* [What you need to do]
Where a line contains "pot in the image above.", start there and write out that line and each one after it, word for word, through the final line of the entries; add nothing else.

==== Material to process ====

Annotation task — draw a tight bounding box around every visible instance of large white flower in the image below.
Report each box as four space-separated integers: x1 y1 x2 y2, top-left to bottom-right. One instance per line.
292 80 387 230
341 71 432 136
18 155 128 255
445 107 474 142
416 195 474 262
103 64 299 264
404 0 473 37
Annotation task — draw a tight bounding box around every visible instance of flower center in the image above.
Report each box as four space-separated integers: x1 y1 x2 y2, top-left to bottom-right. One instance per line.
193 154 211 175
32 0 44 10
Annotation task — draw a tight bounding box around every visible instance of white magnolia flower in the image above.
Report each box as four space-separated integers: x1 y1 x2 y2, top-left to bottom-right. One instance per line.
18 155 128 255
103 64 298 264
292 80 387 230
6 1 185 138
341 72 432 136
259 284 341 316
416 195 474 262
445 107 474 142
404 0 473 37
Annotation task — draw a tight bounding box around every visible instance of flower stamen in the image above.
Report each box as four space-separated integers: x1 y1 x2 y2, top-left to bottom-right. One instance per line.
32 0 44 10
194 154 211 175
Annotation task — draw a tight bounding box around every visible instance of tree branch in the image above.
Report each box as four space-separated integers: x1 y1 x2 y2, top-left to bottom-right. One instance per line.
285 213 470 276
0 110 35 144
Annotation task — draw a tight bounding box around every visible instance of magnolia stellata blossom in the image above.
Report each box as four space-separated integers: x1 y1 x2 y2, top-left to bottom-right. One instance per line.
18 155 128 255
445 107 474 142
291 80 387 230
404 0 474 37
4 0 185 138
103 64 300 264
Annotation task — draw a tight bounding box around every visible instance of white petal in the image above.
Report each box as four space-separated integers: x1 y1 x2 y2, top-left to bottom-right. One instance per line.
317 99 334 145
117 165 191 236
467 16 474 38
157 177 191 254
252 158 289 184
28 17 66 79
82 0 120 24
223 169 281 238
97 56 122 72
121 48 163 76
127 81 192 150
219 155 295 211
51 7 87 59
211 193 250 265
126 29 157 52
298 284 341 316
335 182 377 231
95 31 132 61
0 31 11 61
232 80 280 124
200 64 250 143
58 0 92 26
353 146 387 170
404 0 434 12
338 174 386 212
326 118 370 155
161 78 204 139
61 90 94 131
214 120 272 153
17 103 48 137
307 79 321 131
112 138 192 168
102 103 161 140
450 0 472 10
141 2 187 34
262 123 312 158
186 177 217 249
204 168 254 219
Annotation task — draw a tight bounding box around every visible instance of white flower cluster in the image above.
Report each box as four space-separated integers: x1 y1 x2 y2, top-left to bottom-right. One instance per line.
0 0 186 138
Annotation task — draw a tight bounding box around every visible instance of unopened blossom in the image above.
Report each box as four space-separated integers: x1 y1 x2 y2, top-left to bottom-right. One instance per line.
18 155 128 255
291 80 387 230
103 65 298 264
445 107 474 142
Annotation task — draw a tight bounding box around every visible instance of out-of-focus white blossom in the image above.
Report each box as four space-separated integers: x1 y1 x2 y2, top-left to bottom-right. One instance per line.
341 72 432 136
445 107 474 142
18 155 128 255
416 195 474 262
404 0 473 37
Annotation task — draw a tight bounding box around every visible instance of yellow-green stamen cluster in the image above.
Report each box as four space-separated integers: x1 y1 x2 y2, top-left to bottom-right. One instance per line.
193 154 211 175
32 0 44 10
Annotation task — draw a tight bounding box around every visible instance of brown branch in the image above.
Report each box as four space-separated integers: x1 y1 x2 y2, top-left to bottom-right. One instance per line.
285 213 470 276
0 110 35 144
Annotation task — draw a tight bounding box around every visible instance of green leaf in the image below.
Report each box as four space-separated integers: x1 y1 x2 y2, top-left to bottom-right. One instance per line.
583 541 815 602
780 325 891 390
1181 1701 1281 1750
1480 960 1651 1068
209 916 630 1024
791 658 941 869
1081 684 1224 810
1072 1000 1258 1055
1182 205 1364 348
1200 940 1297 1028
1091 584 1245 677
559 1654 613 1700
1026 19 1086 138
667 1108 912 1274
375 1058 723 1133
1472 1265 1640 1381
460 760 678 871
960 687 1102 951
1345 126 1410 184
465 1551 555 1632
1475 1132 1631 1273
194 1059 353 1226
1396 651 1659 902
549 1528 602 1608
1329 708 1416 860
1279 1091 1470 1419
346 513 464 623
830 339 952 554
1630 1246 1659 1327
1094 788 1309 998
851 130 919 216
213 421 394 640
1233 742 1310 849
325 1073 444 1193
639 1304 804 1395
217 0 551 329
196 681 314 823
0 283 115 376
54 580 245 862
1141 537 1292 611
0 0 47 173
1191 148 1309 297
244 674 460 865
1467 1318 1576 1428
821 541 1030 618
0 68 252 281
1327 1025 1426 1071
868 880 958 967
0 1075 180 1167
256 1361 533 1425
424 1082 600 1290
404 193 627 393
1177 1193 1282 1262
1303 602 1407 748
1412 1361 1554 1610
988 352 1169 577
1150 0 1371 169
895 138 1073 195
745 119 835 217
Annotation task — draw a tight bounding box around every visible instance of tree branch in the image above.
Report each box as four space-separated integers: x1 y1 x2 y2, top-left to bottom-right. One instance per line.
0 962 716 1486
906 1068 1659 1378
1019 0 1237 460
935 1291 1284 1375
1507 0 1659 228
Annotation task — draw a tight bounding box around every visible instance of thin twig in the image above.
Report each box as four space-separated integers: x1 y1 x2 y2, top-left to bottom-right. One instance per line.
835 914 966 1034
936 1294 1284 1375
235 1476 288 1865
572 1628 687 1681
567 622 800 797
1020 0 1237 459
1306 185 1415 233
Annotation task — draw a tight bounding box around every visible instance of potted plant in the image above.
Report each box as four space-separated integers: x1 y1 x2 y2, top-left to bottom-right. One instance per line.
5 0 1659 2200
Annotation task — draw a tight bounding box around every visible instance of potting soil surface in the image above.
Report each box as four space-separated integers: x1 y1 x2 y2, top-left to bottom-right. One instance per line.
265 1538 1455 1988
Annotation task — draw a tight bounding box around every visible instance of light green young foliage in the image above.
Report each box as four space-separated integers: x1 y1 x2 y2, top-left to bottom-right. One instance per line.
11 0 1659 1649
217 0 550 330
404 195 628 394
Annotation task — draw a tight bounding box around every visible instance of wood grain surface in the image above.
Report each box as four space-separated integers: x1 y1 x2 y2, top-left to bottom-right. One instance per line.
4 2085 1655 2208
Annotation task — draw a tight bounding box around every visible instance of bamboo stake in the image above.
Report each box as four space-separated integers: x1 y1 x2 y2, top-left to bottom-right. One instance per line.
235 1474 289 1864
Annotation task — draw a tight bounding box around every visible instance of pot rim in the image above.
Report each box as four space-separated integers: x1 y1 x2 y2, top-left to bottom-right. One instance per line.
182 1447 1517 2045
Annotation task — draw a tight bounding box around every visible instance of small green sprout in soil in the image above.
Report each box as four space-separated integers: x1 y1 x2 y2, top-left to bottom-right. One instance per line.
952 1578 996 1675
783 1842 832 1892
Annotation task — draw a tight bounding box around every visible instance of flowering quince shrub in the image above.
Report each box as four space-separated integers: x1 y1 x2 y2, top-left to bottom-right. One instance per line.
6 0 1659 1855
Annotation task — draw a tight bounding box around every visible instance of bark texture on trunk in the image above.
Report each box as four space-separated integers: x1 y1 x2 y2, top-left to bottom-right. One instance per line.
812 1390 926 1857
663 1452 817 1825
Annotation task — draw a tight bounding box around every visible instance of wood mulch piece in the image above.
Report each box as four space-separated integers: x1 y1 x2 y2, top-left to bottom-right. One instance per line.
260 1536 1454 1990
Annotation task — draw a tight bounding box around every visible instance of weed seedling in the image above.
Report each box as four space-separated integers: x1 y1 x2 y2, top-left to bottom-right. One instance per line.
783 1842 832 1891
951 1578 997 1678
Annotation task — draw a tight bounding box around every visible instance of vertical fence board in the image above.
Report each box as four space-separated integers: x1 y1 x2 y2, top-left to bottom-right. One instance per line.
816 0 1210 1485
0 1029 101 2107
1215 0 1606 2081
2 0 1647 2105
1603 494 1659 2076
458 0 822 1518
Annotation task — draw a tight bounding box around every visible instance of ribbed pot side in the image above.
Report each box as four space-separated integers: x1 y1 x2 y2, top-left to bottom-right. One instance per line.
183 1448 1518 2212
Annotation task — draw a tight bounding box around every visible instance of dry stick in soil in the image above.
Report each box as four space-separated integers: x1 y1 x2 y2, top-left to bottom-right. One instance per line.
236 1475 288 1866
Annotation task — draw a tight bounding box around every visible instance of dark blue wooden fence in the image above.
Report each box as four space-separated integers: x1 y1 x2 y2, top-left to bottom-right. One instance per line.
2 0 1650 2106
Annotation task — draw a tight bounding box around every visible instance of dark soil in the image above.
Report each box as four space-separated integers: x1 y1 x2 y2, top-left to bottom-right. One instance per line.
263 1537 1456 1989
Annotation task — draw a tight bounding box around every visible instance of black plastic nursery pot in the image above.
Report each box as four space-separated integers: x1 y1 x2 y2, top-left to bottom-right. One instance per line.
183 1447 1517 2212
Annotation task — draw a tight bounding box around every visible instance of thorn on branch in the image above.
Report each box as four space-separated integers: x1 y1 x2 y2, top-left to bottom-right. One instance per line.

====

* [Task response]
Annotation task — draw a tight bounding box around every visible instance of black plastic nursery pot in the image above.
Report each box as four space-separated integers: x1 y1 x2 y2, top-left to bottom-right. One instance per line.
183 1447 1517 2212
Annotation task — draw a tight bounding box around every visible instance of thorn on branch in the image above.
Report each box as four space-separated integers: x1 y1 x2 y2, top-left to bottom-right. One instance per line.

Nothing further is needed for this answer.